▶ **Problem set**
1. Rewrite the navigation blog post starting at "Blog #367 Wings" and ending at "mystery of biology.", putting "sea turtles" in place of "Ospreys".
2. Translate this sentence from the navigation blog post into Spanish: "How do animals like Ospreys navigate during long migrations?"

*** Exercise text Section Begins ***

Blog #367 Wings over Water—Navigation

How do animals like Ospreys navigate during long migrations? Studies suggest that most, if not all, rely on redundant location systems and orient using one or more of the following: the sun, celestial patterns, Earth’s magnetic field, olfactory maps, weather patterns, surface topography, ocean wave patterns, and low-frequency acoustics. Although advances in animal tracking, meteorological monitoring, magnetic modeling,  and computer processing have helped us understand, conflicting interpretations and the complexity of studying animal movements have left the mechanisms of animal navigation an enduring mystery of biology. 

Young Osprey on spring migration, courtesy of Dana Nesiti.

*** Exercise text Section Ends ***
*** Extracted data Section Begins ***

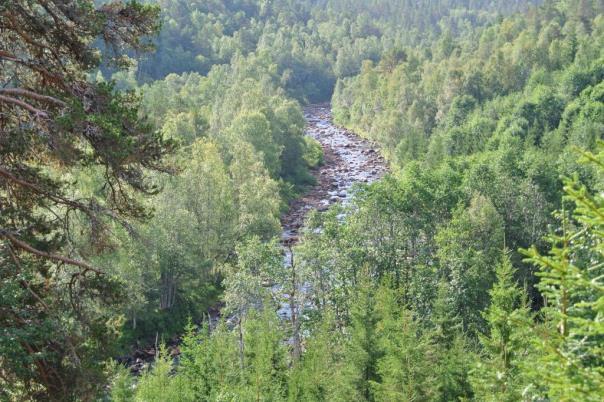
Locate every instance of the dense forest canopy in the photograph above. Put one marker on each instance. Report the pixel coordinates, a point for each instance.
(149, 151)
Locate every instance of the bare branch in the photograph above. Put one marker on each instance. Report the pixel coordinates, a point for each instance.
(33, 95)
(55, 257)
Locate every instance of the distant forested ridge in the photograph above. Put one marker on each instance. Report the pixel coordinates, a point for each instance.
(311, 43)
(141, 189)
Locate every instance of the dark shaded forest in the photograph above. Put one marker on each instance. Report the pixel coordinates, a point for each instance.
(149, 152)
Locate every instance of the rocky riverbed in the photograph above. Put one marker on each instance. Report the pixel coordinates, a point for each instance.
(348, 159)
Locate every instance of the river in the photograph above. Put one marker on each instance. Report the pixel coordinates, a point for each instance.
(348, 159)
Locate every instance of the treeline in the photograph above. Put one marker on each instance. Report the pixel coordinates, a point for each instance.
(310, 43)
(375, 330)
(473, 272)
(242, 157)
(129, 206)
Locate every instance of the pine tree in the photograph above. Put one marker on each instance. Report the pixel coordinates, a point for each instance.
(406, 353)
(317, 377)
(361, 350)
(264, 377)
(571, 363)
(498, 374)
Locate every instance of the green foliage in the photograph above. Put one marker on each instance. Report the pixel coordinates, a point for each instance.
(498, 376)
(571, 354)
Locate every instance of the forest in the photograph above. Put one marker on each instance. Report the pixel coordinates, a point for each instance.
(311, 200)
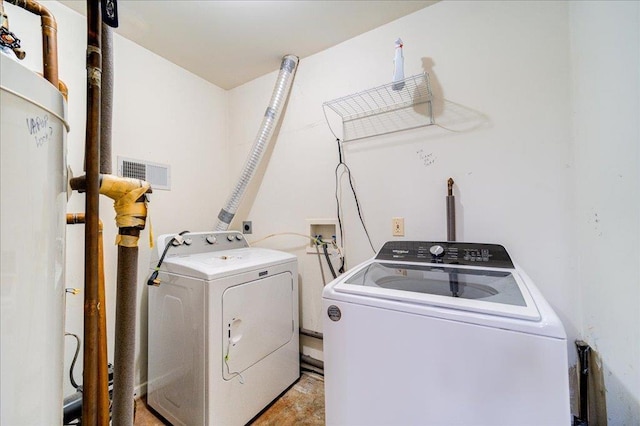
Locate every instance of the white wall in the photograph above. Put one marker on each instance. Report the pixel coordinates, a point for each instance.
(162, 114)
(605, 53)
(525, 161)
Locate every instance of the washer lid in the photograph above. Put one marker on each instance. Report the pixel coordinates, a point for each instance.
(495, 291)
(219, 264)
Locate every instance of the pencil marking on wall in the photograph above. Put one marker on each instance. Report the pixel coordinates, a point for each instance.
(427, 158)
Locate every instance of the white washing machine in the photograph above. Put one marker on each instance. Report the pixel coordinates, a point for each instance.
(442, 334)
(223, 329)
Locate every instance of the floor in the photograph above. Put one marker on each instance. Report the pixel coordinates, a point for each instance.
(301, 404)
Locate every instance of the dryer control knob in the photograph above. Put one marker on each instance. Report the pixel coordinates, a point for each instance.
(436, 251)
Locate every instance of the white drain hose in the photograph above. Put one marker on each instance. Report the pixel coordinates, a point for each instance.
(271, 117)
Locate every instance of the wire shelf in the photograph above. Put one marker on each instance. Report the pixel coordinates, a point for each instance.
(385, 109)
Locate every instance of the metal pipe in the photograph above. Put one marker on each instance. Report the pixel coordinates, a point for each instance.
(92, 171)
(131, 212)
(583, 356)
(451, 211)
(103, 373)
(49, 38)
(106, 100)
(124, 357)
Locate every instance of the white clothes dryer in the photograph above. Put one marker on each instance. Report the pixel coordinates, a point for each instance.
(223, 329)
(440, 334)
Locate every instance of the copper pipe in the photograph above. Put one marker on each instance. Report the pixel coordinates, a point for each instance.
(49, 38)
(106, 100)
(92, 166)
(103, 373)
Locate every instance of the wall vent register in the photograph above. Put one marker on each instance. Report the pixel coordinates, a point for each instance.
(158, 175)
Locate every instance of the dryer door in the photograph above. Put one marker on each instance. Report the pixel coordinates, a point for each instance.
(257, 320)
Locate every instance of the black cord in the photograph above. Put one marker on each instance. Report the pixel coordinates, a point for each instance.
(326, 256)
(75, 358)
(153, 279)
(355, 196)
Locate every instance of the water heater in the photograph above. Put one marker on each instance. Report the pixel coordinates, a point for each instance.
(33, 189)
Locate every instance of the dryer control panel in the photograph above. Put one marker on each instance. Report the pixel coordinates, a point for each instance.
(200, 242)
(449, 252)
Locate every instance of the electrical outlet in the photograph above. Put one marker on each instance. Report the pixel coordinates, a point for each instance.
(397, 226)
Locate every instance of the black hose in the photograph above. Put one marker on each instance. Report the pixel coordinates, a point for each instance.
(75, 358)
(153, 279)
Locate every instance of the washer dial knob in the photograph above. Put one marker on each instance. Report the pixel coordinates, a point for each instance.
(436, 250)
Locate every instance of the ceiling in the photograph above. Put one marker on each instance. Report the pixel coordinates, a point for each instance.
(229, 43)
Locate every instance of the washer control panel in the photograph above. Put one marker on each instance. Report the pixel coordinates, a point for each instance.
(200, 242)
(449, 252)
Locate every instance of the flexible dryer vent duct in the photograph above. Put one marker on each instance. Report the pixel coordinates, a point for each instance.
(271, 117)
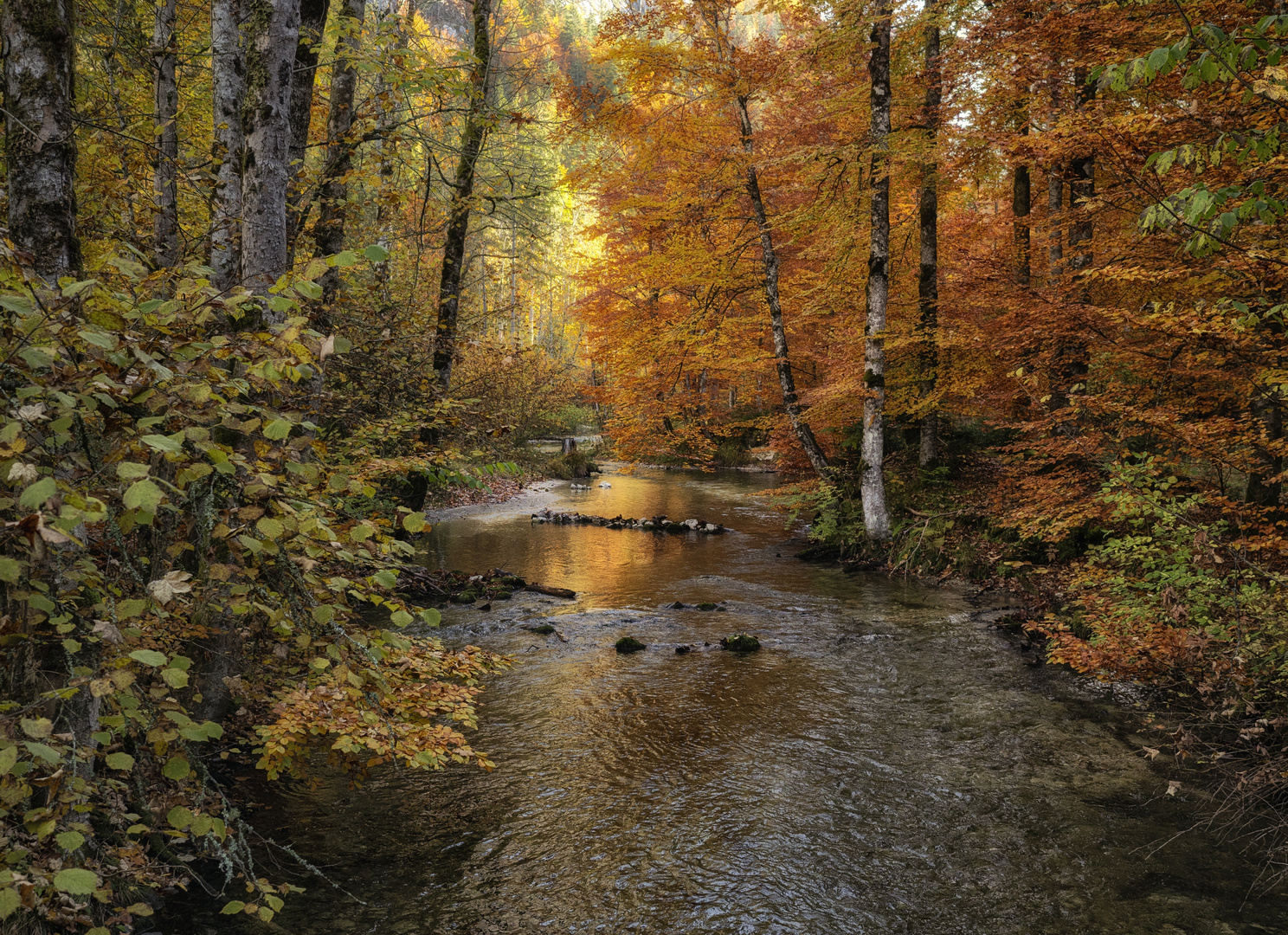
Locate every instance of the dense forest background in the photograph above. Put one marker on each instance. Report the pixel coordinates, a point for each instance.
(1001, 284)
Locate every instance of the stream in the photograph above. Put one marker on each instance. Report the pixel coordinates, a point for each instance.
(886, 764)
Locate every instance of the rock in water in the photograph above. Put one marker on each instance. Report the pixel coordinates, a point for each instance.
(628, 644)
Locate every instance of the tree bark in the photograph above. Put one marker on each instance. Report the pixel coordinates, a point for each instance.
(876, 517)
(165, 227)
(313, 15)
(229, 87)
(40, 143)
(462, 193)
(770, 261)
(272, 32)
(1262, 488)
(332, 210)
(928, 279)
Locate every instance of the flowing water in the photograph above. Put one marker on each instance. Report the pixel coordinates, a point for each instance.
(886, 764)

*** Extracted data Section Ends ***

▶ **Solutions below**
1.
Blog #367 Wings over Water—Navigation

How do animals like sea turtles navigate during long migrations? Studies suggest that most, if not all, rely on redundant location systems and orient using one or more of the following: the sun, celestial patterns, Earth’s magnetic field, olfactory maps, weather patterns, surface topography, ocean wave patterns, and low-frequency acoustics. Although advances in animal tracking, meteorological monitoring, magnetic modeling,  and computer processing have helped us understand, conflicting interpretations and the complexity of studying animal movements have left the mechanisms of animal navigation an enduring mystery of biology.

2. ¿Cómo navegan animales como las águilas pescadoras durante las migraciones largas?